START Dataset extract

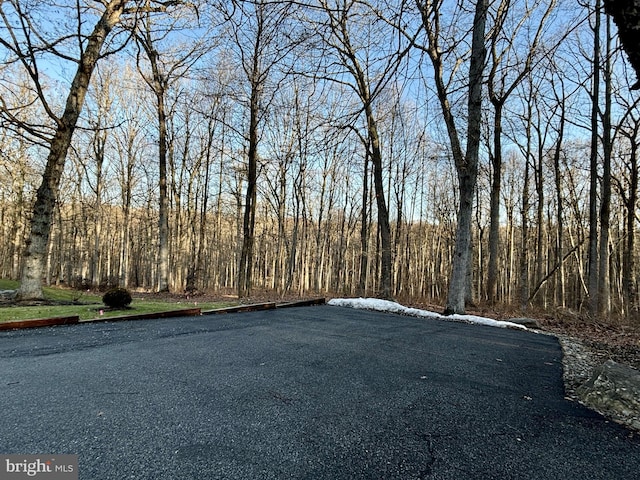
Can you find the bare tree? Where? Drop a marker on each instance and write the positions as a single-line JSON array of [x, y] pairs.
[[351, 36], [502, 82], [166, 68], [263, 36], [25, 40]]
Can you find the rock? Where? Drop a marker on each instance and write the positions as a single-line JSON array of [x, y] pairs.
[[614, 391], [527, 322], [8, 295]]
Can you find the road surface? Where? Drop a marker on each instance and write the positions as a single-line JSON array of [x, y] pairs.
[[302, 393]]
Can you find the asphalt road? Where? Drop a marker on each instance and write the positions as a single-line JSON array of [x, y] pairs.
[[305, 393]]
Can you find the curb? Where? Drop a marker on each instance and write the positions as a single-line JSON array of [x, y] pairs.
[[40, 322], [188, 312]]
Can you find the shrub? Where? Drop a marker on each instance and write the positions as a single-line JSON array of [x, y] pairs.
[[117, 298]]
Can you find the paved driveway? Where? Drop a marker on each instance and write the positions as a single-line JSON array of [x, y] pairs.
[[305, 393]]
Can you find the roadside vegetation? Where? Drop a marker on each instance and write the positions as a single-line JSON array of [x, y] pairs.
[[62, 302]]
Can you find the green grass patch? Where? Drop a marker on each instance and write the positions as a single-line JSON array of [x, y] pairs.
[[88, 305], [8, 284]]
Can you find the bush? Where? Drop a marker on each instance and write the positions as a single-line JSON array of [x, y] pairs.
[[117, 298]]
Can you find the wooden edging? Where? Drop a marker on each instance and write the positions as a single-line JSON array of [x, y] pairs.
[[40, 322], [303, 303], [188, 312], [241, 308]]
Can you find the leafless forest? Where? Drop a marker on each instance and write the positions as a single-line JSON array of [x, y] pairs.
[[332, 147]]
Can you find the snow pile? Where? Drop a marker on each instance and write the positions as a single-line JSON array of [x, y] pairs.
[[393, 307]]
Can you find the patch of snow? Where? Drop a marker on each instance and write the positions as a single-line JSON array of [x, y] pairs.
[[394, 307]]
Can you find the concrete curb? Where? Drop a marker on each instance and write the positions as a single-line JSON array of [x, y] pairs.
[[189, 312]]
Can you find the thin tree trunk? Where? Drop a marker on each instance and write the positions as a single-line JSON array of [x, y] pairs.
[[593, 162]]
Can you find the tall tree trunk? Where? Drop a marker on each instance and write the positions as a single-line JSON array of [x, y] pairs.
[[364, 231], [468, 169], [249, 218], [494, 211], [386, 267], [604, 294], [593, 167], [47, 193]]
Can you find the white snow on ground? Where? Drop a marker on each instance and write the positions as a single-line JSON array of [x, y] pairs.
[[393, 307]]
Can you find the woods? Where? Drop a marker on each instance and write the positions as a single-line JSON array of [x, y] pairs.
[[447, 151]]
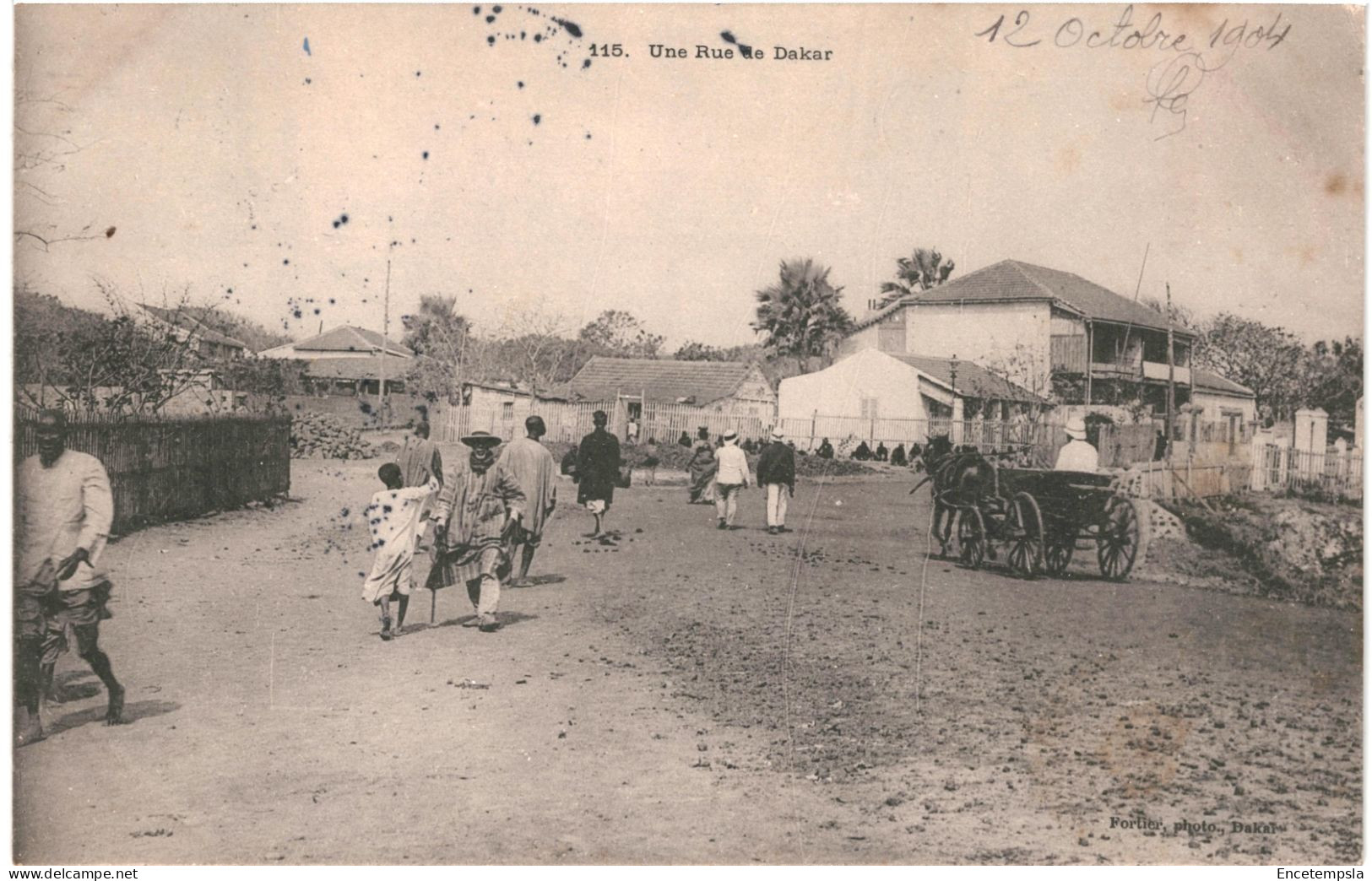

END Dataset extract

Work to do: Rescale everything in the listing from the line containing "Can you find the leafless" down to the end, inclusive: write those lines again with the requests unchanged and every x and y coordinate in the answers multiplied by 0.85 and rounded to whole numbers, halves up. Leave the pictures out.

Exercise solution:
Can you find the leafless forest? Where? Drop a marker on each instance and write the positions as a single-line JSON array of [x, y] pairs.
[[282, 125]]
Can you find the snow pile? Where? Drop a marker on each instance and write the positions as a single-line JSON array of [x, y] pairs.
[[334, 261]]
Can you find the patch of snow? Where? Drop a marker on each instance and write the positions as a single-line JSON array of [x, y] pairs.
[[335, 261]]
Can you find the concrete curb? Where? Drop a marker on each instance and write the positions as a single-line JSON array of [x, y] pairs.
[[161, 265]]
Can you find the thin tree trunk? Where? Drop a marker on each instance and write the positions as a single-line JSON array of [x, y] pairs.
[[504, 138]]
Can you find the tall tree trunk? Where? Drop a marker on each instance and write the positions as a single-line JSON array of [x, y] pairs.
[[309, 196], [398, 144], [212, 185], [420, 179], [328, 227], [513, 250], [504, 142], [40, 164]]
Can you find the white snow on ground? Where? Drop a marker on each instance and write the positions as a single-line JSON array of [x, y] pairs.
[[334, 261]]
Can you find the woods? Where? Drop a marker on each instance and write the positions as a single-line JSON array of [x, y] pairs.
[[380, 128]]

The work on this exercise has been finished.